> [WHAT YOU NEED TO DO] Can you copy out the material between the lines holding "For each instance of the bird's tail, set" and "(1142, 170)", inclusive, with the pictures left out?

> [THE RECORDS]

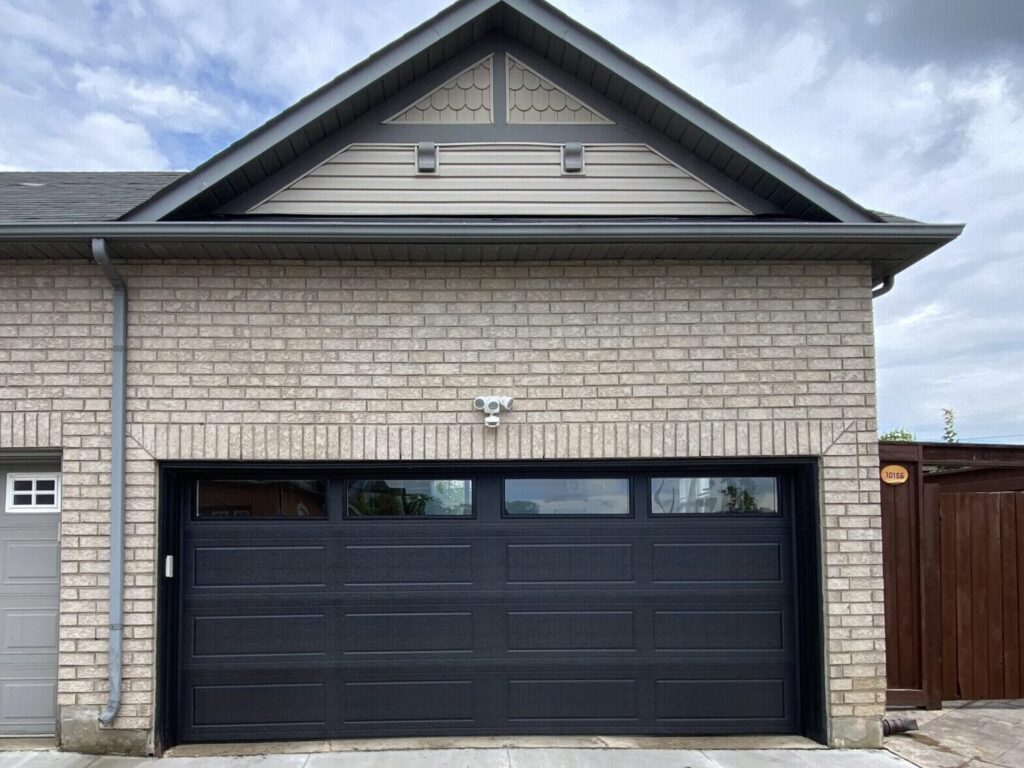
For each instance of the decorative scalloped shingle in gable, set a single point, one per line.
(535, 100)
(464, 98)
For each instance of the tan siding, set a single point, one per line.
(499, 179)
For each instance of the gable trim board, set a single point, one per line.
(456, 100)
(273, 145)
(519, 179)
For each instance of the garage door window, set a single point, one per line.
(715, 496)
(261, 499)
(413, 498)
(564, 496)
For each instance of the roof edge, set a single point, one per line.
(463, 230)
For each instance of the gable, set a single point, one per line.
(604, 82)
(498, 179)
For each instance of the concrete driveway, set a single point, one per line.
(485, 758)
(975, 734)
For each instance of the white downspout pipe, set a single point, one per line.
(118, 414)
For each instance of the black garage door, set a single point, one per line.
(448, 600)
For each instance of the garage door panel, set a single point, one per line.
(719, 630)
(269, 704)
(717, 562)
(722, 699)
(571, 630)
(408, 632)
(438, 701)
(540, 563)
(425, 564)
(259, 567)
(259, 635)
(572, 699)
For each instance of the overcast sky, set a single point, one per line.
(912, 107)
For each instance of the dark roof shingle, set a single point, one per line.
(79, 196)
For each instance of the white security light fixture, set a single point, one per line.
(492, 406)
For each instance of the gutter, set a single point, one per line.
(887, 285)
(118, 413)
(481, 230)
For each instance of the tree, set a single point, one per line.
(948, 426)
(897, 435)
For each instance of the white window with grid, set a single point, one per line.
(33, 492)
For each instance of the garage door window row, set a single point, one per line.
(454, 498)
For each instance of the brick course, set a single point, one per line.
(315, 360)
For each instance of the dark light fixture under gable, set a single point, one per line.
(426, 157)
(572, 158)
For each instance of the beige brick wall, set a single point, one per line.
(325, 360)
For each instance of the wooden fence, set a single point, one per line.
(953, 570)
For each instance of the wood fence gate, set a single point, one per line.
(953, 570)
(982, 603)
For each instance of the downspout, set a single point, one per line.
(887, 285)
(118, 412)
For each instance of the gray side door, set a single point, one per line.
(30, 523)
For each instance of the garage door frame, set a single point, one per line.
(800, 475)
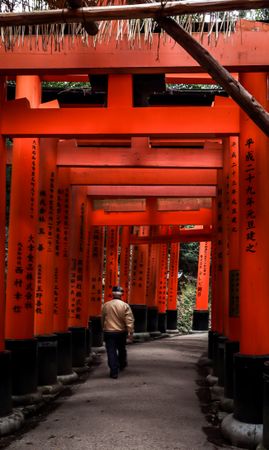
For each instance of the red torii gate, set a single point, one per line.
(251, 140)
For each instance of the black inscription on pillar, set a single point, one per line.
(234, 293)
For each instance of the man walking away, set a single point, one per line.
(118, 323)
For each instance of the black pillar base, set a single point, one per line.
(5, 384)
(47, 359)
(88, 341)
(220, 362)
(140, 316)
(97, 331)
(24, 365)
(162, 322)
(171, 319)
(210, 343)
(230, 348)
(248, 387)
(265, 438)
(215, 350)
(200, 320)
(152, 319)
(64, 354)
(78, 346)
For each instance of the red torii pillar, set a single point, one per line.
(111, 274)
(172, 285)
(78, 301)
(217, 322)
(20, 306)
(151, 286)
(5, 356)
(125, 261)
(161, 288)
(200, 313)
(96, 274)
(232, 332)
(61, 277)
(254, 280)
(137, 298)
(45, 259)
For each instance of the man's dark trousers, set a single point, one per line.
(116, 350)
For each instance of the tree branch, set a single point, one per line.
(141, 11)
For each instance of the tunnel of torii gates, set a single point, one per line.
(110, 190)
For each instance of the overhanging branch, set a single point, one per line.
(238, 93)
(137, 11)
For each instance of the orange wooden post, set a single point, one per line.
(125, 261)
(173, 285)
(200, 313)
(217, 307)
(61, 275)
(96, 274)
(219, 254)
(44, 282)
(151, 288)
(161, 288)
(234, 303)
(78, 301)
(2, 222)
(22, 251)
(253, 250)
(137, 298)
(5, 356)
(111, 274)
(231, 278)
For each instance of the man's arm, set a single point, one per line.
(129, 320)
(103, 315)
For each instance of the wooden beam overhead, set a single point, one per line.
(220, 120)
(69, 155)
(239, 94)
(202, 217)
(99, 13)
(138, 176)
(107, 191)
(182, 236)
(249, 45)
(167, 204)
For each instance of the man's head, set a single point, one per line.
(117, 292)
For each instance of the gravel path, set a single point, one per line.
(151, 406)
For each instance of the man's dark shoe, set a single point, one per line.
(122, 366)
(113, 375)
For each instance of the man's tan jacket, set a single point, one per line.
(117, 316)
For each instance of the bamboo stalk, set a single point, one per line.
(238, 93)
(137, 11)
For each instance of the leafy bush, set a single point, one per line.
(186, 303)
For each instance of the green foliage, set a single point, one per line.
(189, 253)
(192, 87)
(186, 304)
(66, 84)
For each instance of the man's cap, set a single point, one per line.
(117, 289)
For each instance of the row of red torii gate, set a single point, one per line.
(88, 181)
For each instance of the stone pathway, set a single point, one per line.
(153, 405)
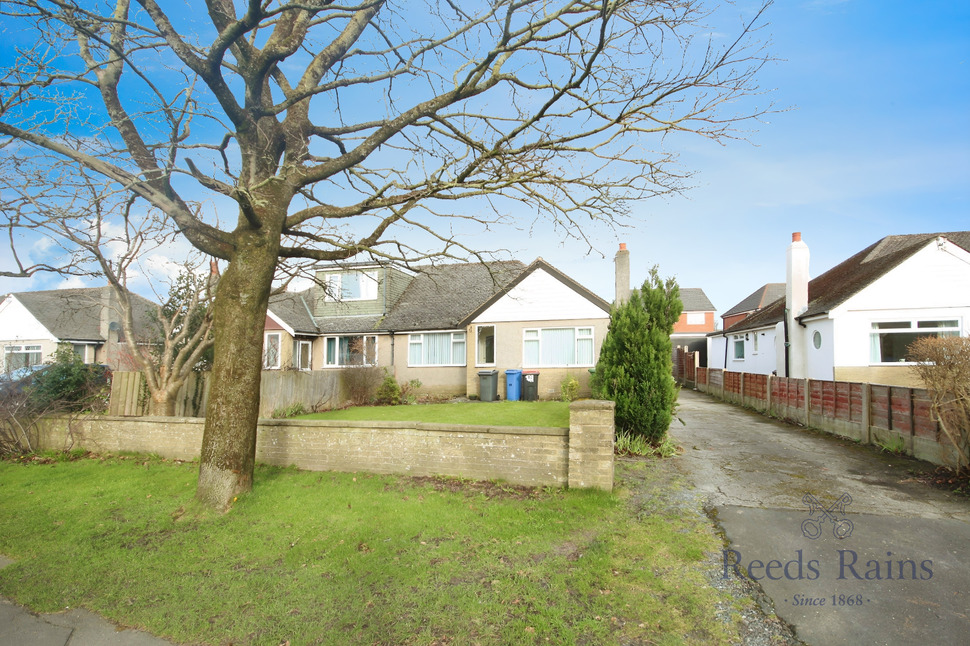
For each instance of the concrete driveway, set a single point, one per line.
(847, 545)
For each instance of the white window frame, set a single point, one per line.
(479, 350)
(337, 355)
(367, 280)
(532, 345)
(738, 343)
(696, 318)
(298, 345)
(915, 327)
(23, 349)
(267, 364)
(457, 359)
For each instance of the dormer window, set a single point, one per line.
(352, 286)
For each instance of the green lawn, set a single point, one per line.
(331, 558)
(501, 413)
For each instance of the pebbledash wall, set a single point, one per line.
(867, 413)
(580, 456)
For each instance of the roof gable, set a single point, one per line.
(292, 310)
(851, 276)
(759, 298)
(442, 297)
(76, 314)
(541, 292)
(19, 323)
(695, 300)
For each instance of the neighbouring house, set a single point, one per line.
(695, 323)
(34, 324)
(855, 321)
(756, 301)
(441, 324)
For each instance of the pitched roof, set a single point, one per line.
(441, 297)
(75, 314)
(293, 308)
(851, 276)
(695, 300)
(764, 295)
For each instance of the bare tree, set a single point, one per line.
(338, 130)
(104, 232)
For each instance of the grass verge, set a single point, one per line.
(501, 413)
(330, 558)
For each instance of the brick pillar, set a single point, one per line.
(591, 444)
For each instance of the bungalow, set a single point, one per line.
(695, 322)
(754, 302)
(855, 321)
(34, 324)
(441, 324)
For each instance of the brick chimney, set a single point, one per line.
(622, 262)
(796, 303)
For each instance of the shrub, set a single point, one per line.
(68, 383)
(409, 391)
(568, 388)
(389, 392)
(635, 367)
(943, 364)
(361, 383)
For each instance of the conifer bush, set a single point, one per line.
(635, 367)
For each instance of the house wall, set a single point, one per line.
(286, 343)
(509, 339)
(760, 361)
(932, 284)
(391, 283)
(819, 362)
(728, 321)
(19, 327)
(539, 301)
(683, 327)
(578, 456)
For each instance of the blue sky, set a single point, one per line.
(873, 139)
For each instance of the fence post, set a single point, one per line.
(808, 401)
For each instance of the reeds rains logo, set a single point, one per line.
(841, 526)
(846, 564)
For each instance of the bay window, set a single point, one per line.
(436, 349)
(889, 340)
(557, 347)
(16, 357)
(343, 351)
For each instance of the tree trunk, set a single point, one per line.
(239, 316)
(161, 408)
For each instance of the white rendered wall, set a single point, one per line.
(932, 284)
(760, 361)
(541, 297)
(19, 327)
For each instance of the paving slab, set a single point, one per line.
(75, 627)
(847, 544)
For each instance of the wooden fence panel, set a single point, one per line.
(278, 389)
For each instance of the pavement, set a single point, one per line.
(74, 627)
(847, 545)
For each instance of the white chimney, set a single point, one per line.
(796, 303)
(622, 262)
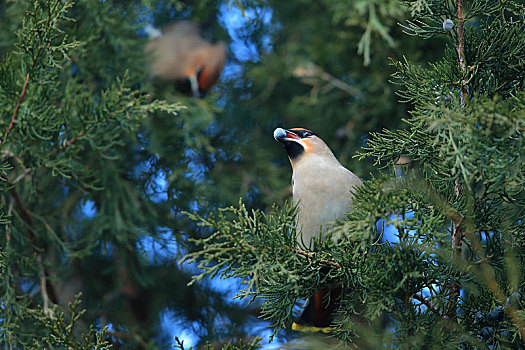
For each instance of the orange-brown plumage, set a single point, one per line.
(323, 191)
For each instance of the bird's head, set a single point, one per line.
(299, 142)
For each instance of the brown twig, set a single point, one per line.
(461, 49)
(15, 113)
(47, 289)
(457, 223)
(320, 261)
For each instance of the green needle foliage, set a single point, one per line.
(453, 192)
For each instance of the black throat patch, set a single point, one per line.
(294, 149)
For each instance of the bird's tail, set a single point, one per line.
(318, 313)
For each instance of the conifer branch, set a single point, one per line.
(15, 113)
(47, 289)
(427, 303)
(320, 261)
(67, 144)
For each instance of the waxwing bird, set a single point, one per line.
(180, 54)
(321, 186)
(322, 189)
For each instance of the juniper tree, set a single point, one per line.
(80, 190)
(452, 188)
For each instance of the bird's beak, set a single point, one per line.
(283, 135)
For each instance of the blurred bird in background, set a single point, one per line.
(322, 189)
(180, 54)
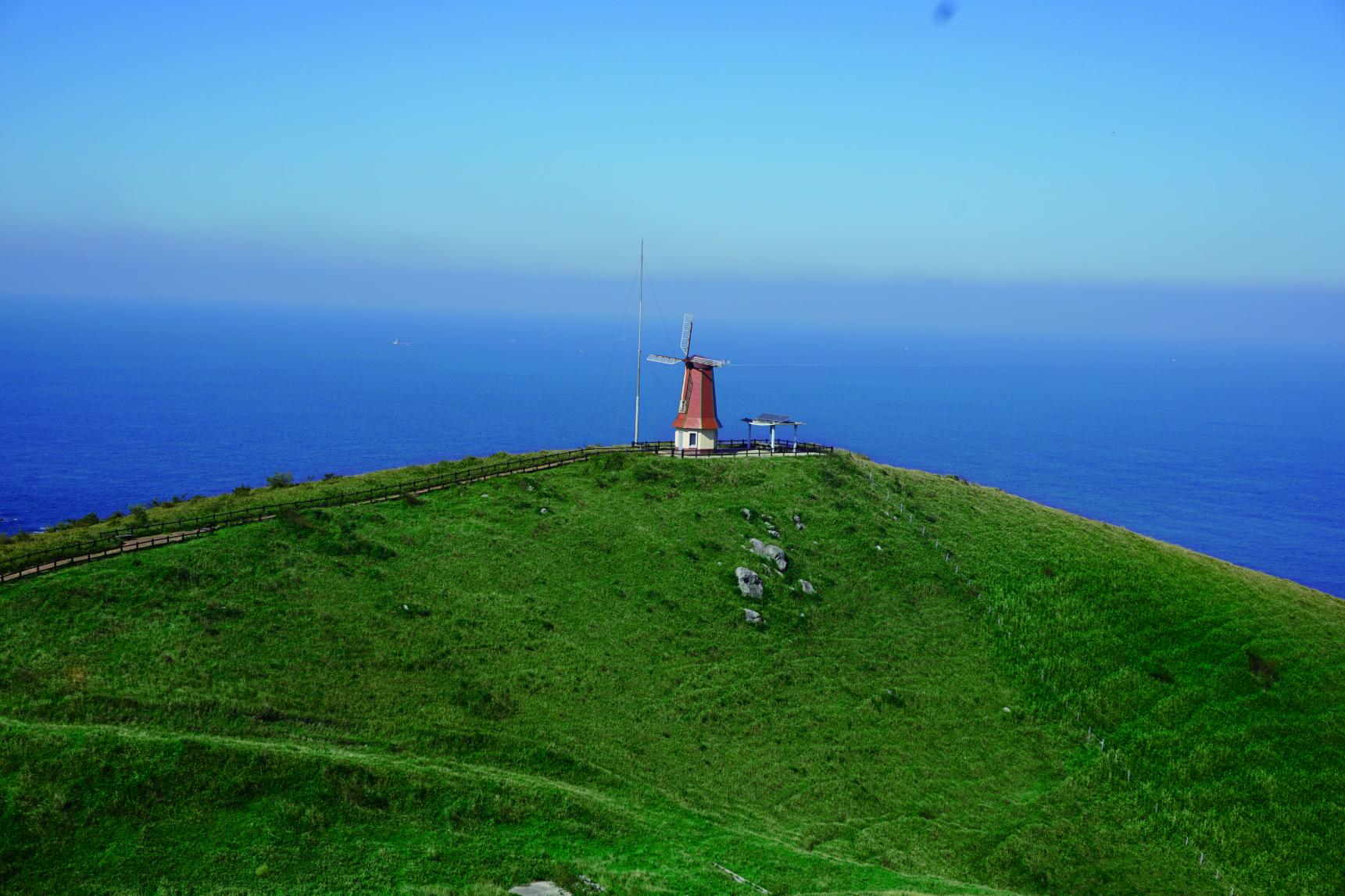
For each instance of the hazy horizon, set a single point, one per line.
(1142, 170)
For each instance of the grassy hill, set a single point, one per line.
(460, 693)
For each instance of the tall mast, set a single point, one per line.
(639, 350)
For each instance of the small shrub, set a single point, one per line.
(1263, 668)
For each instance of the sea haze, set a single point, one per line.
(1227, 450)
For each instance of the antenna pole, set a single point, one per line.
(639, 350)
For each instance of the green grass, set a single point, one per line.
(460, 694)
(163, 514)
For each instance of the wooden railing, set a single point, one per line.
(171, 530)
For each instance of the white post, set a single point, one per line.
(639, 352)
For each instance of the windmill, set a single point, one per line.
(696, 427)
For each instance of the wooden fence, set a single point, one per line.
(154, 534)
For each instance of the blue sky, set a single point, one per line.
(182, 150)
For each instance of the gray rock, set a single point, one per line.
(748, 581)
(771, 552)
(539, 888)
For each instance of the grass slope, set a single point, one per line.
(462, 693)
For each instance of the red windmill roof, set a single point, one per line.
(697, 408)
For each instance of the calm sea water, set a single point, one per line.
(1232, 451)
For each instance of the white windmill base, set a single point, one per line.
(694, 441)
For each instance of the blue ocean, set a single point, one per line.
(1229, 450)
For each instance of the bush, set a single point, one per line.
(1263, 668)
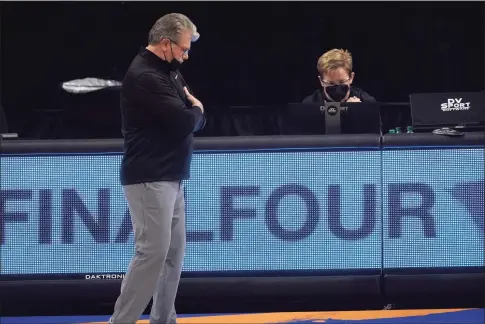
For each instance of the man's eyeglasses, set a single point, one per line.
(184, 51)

> [SOLUTION TO THIS EXERCISE]
For each instance of the bird's tail, set a single point, one per line.
(318, 313)
For each instance of the conifer branch, set a single point, one per line.
(15, 113)
(47, 289)
(427, 303)
(320, 261)
(67, 144)
For each instance of the waxwing bird, set a single point, one per line.
(180, 54)
(321, 186)
(322, 189)
For each instance of the juniper tree, set a single point, one per line.
(80, 190)
(452, 188)
For each instance of the bird's beak, set a single point, one per line.
(283, 135)
For each instance of the blurred bird in background, set a single point, one per line.
(322, 189)
(180, 54)
For each instance of the hazy horizon, set a single point, one per line.
(1142, 170)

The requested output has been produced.